> **課題の内容**:
[1] ハルダー兄妹の記事によると、ミシェル・ハルダーがTCRヨーロッパで初代女性ウイナーとなったのは、どこで行われた第何戦か。
[2] ハルダー兄妹の記事を、最後の文の後から書き継げ。

==== 文書抜粋 ====

WTCR:ドイツ出身のハルダー兄妹が世界戦進出。シリーズはバイオ燃料も採用へ

 複数年にわたってFK8型ホンダ・シビック・タイプR TCRで戦ってきたドイツ出身のドライバー、マイクとミシェルのハルダー兄妹は、2021年のWTCR世界ツーリングカー・カップへのステップアップを計画していることを明かし、2020年のTCRヨーロッパ挑戦からわずか1年で世界戦へのチャレンジを決断した。また、WTCRは今季からP1 Racing Fuels(P1レーシング・フューエルズ)と2年契約を結び、15%のバイオ燃料を導入するとアナウンスしている。

 現在24歳の兄マイク・ハルダーは、2017年にTCRドイツでドライバーズランキング2位を獲得したのを最上位に例年タイトル争いを繰り広げ、3歳年下の妹ミシェル・ハルダーとともに、家族経営の組織“Team Halder(チーム・ハルダー)”でTCR規定ツーリングカーのシリーズを戦ってきた。

 新型コロナウイルス(COVID-19)の影響を受けた2020年も、ふたりは地元ドイツ・シリーズで開幕のときを迎えていたが、同イベントでペナルティ裁定を巡ってオーガナイザーと対立した兄マイクがシリーズからの撤退を決断。そのまま妹ミシェルも兄の意思に従う形で、WTCRへの昇格を狙うドライバーたちが集うTCRヨーロッパへと主戦場を移した経緯があった。

 そのTCRヨーロッパでは、Profi Car Team Halder(プロフィ・カー・チーム・ハルダー)としてエントリーした妹のミシェルが大活躍を演じ、ベルギー・ゾルダーでの第2戦でシリーズの歴史に名を刻む初代女性ウイナーの称号を獲得した。

==== 分析対象データ ====

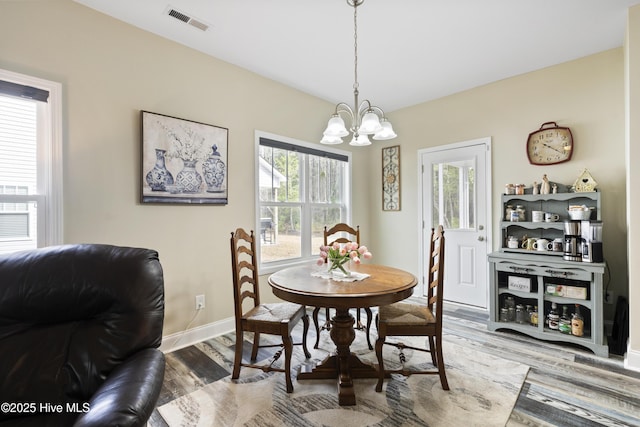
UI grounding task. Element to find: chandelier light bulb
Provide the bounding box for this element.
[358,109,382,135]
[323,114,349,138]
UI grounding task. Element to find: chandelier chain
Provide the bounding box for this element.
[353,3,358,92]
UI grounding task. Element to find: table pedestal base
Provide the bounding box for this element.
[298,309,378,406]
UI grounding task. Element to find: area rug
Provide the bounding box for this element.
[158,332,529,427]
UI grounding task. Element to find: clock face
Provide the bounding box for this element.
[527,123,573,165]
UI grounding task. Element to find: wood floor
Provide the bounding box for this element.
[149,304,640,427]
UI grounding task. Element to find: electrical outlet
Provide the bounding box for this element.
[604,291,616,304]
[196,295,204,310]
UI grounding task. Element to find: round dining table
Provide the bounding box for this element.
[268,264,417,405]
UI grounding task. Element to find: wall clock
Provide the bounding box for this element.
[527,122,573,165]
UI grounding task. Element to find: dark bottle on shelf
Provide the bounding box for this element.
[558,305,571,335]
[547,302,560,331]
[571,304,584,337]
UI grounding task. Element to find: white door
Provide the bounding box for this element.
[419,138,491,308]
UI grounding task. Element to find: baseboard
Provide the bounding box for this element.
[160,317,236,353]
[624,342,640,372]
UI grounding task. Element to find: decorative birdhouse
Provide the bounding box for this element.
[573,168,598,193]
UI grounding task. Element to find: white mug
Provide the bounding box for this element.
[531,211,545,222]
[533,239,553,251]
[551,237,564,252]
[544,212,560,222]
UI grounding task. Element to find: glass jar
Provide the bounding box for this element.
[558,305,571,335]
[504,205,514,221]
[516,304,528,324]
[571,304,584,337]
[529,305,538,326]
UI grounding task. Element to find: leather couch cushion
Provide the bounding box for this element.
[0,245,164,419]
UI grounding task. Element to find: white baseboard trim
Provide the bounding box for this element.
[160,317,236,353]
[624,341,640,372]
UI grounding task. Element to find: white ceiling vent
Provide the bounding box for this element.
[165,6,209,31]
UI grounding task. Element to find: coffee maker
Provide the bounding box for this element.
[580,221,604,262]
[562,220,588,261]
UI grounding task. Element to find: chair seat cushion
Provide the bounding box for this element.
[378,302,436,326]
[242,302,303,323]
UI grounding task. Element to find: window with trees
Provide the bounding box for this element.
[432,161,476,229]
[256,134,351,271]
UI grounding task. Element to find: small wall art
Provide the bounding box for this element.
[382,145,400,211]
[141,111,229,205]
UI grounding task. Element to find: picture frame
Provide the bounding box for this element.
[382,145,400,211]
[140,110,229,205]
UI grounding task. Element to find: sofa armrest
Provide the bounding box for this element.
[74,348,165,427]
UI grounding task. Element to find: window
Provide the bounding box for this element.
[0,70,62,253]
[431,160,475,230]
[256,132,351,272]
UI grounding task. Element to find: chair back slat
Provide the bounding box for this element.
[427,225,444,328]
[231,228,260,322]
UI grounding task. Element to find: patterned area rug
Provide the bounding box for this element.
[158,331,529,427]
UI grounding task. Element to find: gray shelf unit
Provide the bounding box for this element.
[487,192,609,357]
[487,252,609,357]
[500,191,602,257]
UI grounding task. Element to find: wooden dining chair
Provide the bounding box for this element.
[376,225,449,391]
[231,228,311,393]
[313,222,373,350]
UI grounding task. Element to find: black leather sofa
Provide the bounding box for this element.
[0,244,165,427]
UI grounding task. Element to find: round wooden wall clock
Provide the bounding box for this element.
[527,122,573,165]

====
==== 分析対象データ ====

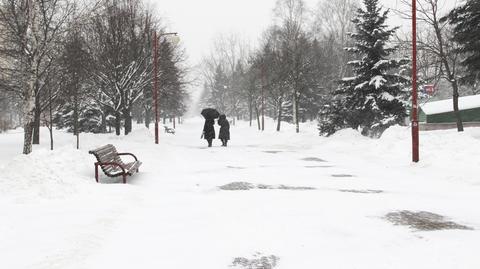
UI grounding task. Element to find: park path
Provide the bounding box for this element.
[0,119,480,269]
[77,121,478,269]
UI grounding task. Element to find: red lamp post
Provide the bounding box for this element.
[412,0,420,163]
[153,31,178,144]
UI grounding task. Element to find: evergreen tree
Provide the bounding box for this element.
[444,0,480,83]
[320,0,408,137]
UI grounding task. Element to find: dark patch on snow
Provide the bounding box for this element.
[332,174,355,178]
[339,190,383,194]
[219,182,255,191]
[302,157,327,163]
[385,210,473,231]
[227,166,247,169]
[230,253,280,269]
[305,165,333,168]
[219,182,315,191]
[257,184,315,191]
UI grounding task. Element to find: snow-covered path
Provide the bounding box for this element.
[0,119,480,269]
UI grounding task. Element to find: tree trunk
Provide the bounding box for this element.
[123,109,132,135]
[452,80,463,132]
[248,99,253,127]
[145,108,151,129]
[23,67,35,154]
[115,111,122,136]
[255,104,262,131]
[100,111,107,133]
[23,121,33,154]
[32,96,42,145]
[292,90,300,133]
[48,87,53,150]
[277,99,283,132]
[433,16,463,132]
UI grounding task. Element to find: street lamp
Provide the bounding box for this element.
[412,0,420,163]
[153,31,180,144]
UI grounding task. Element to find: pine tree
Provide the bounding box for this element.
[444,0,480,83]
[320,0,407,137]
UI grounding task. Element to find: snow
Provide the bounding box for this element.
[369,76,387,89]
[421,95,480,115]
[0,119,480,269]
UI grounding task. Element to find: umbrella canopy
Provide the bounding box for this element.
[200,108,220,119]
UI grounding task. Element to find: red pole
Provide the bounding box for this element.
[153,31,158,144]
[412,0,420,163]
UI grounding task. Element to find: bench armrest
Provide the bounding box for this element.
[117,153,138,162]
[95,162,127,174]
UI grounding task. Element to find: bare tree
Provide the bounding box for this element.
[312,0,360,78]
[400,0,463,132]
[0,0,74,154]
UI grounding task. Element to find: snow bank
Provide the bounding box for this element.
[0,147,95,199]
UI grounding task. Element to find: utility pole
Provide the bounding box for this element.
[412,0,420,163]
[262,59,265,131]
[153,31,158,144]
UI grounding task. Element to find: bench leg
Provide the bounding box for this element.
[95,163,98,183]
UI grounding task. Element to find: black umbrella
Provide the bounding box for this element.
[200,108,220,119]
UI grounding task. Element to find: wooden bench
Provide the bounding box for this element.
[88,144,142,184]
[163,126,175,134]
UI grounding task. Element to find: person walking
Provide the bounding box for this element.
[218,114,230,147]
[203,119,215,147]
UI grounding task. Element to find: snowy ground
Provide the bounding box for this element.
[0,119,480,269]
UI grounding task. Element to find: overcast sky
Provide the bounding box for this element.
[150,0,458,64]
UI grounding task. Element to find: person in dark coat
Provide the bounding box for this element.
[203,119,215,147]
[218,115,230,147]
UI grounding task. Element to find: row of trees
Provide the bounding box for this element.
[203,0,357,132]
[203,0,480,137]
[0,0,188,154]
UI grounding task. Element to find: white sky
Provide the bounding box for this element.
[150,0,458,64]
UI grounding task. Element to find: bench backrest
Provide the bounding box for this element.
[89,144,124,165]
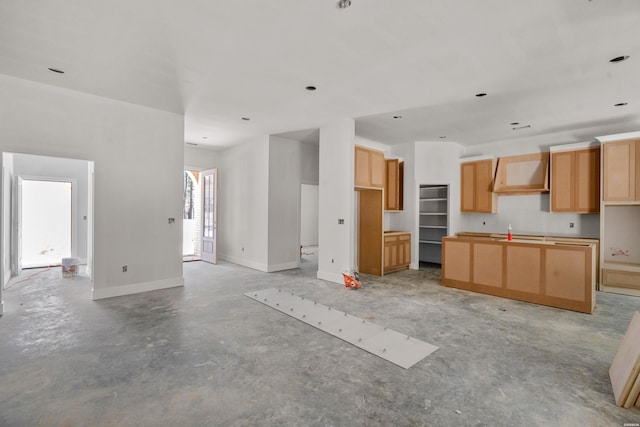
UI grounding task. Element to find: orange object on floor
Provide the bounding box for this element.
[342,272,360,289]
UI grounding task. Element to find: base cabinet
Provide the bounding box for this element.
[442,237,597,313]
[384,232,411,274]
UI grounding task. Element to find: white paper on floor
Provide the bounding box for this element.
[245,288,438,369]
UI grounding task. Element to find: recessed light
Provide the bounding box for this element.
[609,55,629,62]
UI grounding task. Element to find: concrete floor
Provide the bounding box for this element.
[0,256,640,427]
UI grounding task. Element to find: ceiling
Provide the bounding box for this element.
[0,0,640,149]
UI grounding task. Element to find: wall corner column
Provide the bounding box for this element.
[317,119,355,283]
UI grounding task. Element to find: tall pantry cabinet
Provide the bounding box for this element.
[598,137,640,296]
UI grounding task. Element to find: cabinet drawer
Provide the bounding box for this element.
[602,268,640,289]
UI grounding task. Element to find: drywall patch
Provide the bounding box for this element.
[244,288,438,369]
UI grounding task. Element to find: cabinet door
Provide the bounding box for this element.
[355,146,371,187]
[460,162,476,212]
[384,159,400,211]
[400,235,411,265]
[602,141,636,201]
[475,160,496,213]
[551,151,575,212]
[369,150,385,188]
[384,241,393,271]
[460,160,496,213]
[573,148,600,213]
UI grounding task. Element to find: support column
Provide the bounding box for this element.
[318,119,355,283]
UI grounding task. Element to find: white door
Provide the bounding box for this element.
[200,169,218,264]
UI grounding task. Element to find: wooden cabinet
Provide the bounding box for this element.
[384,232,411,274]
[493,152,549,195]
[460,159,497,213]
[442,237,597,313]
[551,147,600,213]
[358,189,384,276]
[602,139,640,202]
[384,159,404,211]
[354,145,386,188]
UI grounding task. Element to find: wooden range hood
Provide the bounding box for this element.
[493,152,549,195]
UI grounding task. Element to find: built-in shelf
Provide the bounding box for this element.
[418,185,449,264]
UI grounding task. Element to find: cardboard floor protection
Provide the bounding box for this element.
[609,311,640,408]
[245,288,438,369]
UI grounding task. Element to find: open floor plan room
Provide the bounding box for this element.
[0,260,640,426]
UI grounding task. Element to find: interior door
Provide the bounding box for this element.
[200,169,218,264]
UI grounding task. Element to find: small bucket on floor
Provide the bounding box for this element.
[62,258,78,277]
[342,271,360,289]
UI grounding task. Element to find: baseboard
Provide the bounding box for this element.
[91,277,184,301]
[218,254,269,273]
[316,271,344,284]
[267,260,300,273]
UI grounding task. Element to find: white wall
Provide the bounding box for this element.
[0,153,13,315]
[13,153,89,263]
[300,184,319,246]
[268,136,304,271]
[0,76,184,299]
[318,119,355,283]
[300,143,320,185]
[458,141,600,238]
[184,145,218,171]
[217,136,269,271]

====
==== 分析対象データ ====

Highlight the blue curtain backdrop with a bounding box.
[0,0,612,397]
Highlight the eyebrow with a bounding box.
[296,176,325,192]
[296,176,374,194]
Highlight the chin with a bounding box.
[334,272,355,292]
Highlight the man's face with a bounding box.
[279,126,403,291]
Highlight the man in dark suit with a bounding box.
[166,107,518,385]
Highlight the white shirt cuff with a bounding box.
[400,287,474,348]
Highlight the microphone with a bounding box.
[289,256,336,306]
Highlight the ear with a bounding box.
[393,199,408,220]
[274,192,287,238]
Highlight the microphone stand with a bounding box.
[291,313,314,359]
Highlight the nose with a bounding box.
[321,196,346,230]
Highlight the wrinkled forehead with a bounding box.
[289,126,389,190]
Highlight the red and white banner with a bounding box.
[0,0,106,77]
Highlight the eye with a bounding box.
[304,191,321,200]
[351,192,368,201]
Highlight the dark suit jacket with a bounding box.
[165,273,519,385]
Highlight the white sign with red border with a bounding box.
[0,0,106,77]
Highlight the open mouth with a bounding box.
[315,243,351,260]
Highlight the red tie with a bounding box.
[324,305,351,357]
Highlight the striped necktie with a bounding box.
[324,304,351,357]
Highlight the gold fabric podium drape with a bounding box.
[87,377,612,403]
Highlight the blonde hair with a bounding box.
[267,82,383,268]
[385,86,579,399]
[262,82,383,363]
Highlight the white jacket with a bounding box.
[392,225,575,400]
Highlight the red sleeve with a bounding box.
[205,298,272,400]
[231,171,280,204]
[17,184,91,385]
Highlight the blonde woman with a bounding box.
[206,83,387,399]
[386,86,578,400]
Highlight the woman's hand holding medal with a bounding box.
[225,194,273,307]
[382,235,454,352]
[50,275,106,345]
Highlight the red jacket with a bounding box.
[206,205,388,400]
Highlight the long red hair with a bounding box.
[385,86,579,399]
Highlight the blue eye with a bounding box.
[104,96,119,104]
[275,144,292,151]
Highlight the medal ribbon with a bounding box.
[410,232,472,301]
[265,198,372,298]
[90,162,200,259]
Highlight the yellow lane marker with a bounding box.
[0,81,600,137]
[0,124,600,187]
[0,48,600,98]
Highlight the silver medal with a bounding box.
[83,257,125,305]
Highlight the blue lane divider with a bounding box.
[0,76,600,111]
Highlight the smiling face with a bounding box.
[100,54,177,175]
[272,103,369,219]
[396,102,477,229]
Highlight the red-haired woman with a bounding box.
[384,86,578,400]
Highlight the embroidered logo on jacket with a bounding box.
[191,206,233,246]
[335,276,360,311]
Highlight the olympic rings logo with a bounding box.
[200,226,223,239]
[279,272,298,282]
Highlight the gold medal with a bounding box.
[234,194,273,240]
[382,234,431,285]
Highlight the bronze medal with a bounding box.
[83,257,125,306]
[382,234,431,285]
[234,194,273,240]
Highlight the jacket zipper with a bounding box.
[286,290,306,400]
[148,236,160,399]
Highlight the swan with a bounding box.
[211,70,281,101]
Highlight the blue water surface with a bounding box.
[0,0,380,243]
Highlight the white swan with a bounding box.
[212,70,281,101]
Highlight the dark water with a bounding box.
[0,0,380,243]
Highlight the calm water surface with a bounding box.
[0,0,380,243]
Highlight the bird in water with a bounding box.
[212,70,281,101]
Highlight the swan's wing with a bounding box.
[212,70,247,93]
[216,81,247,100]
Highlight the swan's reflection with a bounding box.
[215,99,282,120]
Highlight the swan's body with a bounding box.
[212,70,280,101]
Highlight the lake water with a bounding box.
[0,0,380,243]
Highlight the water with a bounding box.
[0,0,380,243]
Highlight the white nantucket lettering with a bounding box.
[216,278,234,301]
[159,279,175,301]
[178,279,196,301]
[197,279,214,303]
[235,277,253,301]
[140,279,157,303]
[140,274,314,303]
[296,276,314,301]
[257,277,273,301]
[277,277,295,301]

====

> **解答一覧**:
[1] ベルギー・ゾルダーでの第2戦。

[2]
 WTCRへのステップアップに必要な資金を確保するため、スポンサー活動を現在進行形で継続しているというハルダー兄妹だが、彼らの参戦が実現すればジュニアドライバータイトルに加えて、インディペンデント・トロフィー、そして1戦につき年間登録の女性ドライバー3名がエントリーしている場合にのみ有効という条件は付くものの、ミシェルは2021年に導入されるFIA WTCR女性ドライバータイトルの候補として走ることになる。

「私たちの目標は、WTCRで兄と一緒にシーズン全体を通してドライブすること」と語った、TCRドイツでの優勝経験も持つミシェル。

現在24歳の兄マイク・ハルダーは、2017年にTCRドイツでランキング2位を獲得。3歳年下の妹ミシェルとともに”Team Halder(チーム・ハルダー)”でWTCR進出を狙う
ミシェル・ハルダーは、2020年TCRヨーロッパ第2戦で、ダン・ロイドらを抑えて初代女性ウイナーの称号を獲得した

■将来的な目標は100%バイオ燃料の供給

「現時点ではCOVID-19がスポンサーシップに影響を与えているため困難な状況ではあるけれど、現在その問題解決に取り組んでいて、無事2021年のWTCRに参加できることを願っている」と続けたミシェル。

「WTCRにエントリーできたら夢の実現になる。なぜなら、世界最高のツーリングカードライバーたちと対戦することは本当に本当に、素晴らしいことだから!」

 現時点でカレンダーに名を連ねている8つのイベントのうち、ふたつのトラックで走行経験があるミシェルだが、シリーズフル参戦が決まった場合も「2021年は学習のシーズンになる」と考えている。

「知らないトラックがたくさんあるから、1年を通じて学びの季節になるでしょうね。それでも大きな進歩を遂げ、できるだけ多くの経験を積むことができればと思っている」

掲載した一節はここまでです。